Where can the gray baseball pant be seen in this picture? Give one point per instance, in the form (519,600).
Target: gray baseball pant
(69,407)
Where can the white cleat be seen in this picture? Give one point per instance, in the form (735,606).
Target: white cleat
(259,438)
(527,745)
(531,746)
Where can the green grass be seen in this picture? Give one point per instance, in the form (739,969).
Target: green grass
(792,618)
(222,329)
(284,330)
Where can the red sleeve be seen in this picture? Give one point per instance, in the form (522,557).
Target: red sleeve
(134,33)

+--

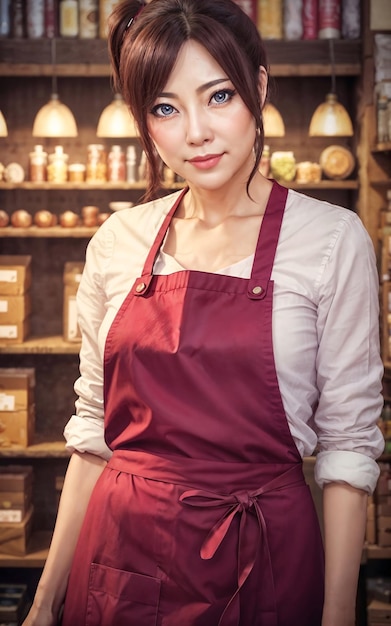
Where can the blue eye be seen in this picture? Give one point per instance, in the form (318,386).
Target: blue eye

+--

_TASK GOAL_. Each line that holds the string "blue" is to be copied from the entries above.

_FINISHED EXERCISE_.
Where can the blue eye be seen in this picture? Give one point per instance, in the form (318,386).
Target: blue eye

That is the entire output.